### What the task requires
Could you copy exactly the lines from the start of the records through the one containing "Target: seat stitching", both included, and leave out the pictures?

### Exercise input

________________________________________

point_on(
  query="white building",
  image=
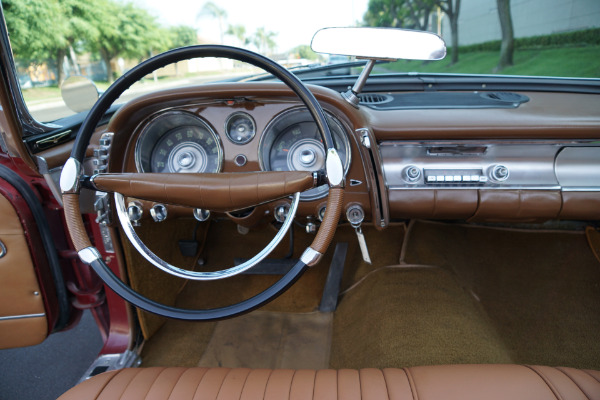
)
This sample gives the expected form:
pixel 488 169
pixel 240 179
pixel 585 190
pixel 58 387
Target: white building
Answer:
pixel 478 19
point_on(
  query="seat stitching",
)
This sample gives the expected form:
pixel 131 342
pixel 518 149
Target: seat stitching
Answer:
pixel 582 370
pixel 573 380
pixel 291 383
pixel 546 381
pixel 360 384
pixel 199 383
pixel 223 381
pixel 411 382
pixel 387 389
pixel 267 384
pixel 176 383
pixel 154 383
pixel 129 383
pixel 337 381
pixel 106 384
pixel 244 385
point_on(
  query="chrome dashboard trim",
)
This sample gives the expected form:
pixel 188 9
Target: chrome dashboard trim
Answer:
pixel 194 275
pixel 578 167
pixel 484 188
pixel 373 165
pixel 534 165
pixel 24 316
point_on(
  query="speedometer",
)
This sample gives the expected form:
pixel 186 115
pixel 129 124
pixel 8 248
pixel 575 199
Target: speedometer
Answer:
pixel 292 142
pixel 178 142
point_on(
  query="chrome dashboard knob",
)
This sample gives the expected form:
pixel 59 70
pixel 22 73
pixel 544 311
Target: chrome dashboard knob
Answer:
pixel 135 213
pixel 158 212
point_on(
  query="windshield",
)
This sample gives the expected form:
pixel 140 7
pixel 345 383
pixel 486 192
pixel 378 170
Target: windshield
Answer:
pixel 102 39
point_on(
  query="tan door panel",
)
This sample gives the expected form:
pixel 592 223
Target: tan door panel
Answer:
pixel 22 314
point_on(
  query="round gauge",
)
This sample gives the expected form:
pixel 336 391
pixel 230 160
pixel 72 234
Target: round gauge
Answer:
pixel 292 142
pixel 240 128
pixel 178 142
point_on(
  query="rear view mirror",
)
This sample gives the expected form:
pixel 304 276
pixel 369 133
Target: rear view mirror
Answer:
pixel 379 43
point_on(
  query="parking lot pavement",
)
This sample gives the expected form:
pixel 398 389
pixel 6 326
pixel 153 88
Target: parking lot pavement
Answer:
pixel 46 371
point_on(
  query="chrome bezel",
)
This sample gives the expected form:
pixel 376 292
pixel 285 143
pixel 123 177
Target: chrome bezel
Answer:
pixel 70 176
pixel 89 255
pixel 249 117
pixel 166 114
pixel 346 162
pixel 194 275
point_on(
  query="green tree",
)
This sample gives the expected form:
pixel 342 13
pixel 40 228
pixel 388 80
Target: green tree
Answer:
pixel 126 30
pixel 263 40
pixel 212 10
pixel 304 51
pixel 413 14
pixel 409 14
pixel 239 32
pixel 35 27
pixel 452 9
pixel 182 35
pixel 508 38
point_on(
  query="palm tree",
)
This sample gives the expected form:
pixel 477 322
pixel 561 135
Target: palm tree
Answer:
pixel 263 40
pixel 213 10
pixel 239 32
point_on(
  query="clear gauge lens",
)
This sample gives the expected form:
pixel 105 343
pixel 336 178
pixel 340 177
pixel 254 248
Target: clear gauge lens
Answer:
pixel 240 128
pixel 292 142
pixel 185 149
pixel 178 142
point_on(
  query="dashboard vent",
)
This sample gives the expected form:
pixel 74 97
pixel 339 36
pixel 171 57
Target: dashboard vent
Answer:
pixel 374 98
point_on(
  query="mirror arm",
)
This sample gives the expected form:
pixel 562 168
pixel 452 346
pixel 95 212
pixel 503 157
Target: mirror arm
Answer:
pixel 351 96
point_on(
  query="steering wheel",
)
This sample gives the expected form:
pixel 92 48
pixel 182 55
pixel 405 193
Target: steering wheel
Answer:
pixel 206 191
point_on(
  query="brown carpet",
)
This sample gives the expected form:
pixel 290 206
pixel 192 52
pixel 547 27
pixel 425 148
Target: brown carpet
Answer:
pixel 402 317
pixel 183 343
pixel 265 339
pixel 540 289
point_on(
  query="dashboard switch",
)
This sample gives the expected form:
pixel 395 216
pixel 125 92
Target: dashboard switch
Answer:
pixel 499 173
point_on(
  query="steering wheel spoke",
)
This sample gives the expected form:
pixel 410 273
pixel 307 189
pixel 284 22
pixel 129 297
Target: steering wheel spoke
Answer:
pixel 215 192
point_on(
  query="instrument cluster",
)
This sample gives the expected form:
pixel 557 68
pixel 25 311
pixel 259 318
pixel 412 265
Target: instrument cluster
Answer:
pixel 177 141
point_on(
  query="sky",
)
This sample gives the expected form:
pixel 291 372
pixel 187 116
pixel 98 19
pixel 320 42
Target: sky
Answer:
pixel 294 22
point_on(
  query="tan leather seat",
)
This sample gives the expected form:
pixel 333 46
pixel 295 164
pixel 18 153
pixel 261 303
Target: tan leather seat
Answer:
pixel 432 382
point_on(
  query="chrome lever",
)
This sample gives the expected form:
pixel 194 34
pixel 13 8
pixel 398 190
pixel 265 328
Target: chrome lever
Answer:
pixel 355 215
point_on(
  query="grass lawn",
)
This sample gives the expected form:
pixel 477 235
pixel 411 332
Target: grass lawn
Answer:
pixel 566 62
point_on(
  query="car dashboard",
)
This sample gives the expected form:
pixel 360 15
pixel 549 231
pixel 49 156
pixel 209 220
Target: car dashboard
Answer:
pixel 530 160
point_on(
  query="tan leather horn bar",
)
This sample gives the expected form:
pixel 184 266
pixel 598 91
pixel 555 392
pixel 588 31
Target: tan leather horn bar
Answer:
pixel 216 192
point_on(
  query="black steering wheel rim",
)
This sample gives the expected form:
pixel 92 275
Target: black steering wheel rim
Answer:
pixel 108 98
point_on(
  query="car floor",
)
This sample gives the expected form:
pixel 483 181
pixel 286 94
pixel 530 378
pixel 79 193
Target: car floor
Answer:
pixel 436 293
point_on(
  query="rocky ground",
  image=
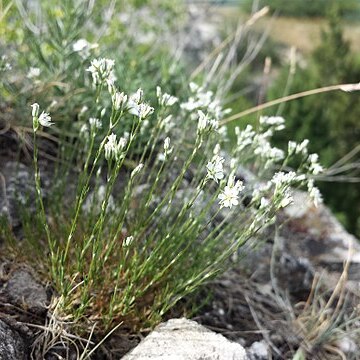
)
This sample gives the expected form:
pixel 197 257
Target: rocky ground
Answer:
pixel 265 303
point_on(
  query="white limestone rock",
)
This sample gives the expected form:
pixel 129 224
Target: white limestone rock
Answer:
pixel 182 339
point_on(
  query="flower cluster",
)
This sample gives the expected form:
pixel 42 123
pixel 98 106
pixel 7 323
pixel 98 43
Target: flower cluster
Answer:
pixel 202 99
pixel 115 149
pixel 205 124
pixel 44 119
pixel 165 99
pixel 102 71
pixel 215 169
pixel 230 195
pixel 138 108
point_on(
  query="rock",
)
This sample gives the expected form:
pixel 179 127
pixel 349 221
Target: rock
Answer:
pixel 182 339
pixel 23 290
pixel 12 345
pixel 258 351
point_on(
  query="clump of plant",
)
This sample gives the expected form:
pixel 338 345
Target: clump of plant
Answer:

________________________________________

### Answer
point_on(
  query="white building",
  image=
)
This sample gives the expected form:
pixel 488 169
pixel 240 179
pixel 585 190
pixel 58 387
Target: white building
Answer:
pixel 478 19
point_on(
  query="seat stitching",
)
This sample gives the expected form:
pixel 131 342
pixel 518 149
Target: seat stitching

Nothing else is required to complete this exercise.